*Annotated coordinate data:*

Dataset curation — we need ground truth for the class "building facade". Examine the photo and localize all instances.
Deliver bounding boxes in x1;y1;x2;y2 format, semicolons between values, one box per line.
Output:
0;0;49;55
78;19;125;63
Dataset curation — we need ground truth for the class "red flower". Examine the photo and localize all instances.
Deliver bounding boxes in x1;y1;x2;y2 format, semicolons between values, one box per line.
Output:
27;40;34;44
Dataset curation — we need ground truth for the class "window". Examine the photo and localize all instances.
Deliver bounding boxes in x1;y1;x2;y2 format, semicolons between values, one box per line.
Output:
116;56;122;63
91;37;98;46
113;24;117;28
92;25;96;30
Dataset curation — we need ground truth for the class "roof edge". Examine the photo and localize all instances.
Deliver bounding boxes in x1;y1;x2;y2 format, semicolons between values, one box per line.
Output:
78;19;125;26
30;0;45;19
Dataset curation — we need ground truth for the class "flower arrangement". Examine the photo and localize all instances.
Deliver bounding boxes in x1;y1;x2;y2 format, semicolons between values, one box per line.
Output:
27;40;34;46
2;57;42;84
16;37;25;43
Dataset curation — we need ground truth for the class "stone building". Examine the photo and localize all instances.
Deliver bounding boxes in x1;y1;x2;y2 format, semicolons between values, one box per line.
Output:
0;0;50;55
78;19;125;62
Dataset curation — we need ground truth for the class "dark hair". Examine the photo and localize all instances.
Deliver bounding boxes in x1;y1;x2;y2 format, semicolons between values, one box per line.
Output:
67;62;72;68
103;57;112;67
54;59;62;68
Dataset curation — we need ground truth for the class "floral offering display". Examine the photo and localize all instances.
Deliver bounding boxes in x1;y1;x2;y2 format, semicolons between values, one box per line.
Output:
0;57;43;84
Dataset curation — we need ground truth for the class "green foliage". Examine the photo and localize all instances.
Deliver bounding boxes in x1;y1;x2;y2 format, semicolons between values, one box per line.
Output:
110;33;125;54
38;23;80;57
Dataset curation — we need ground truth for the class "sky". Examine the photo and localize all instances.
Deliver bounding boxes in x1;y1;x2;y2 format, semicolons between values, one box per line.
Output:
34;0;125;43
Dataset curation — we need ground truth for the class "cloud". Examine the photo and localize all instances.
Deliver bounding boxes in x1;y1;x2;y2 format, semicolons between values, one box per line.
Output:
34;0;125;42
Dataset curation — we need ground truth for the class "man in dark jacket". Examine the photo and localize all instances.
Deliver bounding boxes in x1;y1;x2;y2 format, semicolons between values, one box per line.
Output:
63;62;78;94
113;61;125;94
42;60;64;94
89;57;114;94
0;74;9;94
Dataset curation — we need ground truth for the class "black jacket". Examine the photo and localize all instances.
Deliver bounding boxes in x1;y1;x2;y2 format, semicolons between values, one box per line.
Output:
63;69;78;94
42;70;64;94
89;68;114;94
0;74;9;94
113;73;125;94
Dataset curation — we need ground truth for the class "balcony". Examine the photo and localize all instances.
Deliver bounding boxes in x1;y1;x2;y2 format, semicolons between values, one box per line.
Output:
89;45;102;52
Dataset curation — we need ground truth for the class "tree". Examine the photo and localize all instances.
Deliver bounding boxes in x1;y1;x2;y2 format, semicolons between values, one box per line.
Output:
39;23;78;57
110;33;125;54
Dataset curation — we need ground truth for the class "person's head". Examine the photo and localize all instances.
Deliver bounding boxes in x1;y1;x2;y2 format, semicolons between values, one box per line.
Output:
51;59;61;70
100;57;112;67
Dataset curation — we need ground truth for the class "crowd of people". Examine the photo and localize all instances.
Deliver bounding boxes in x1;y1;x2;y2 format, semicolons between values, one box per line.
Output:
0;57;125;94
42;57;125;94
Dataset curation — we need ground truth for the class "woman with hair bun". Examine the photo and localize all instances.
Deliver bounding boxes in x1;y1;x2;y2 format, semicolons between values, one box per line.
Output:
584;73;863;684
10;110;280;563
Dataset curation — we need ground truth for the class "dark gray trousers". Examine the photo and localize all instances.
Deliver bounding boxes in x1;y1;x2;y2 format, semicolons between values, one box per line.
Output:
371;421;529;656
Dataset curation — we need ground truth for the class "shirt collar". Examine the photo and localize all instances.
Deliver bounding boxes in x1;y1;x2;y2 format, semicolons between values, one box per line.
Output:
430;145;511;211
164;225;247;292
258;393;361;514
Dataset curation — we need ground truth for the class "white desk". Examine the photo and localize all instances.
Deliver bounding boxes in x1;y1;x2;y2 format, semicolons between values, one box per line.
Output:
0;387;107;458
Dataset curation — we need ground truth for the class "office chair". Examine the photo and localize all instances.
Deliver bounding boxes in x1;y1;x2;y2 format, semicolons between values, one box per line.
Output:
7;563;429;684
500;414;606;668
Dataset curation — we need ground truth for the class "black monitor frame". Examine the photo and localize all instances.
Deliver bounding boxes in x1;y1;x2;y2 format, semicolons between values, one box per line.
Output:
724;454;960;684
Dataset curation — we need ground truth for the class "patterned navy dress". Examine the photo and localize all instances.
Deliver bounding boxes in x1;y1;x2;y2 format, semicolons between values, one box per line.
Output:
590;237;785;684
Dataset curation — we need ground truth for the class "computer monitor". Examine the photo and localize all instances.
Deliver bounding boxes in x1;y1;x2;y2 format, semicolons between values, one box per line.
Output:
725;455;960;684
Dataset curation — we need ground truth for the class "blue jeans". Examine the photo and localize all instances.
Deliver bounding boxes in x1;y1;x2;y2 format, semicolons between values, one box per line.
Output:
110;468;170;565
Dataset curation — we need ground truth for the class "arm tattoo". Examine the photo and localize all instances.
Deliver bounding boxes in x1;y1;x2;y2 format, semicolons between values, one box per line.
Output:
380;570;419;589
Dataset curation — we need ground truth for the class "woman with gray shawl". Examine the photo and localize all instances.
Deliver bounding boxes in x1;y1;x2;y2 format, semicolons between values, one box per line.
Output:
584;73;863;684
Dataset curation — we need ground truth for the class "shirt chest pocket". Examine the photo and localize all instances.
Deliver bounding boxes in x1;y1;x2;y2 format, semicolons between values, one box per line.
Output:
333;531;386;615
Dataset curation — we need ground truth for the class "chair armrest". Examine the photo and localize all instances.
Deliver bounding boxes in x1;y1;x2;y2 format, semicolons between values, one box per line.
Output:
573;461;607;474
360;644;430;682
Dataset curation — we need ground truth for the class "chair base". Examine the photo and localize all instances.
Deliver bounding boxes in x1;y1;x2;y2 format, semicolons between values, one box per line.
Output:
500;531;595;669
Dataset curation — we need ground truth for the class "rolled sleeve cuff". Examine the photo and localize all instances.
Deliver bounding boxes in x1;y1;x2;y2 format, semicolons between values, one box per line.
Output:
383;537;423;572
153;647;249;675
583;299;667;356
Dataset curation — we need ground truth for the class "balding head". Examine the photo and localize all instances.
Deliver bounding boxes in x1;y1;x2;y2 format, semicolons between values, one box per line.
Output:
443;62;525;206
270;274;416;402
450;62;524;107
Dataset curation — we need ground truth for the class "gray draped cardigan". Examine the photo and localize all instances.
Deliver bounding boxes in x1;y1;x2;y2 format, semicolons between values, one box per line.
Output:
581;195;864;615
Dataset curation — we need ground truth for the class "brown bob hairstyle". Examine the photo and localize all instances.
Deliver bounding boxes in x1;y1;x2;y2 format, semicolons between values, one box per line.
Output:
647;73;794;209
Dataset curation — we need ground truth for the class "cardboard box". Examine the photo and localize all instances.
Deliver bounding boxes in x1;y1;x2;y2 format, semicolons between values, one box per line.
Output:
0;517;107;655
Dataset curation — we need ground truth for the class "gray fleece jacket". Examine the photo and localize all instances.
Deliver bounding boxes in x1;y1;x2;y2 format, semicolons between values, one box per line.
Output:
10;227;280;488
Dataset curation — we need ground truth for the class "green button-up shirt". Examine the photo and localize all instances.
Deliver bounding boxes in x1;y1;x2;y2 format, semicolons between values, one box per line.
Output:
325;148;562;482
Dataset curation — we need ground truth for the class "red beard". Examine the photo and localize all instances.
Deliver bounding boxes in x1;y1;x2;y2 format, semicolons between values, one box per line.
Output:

*Required task:* Report how many lines in the data above contain the string "with", treating uppercase and lowercase as different. Give only the number.

*Exercise output:* 2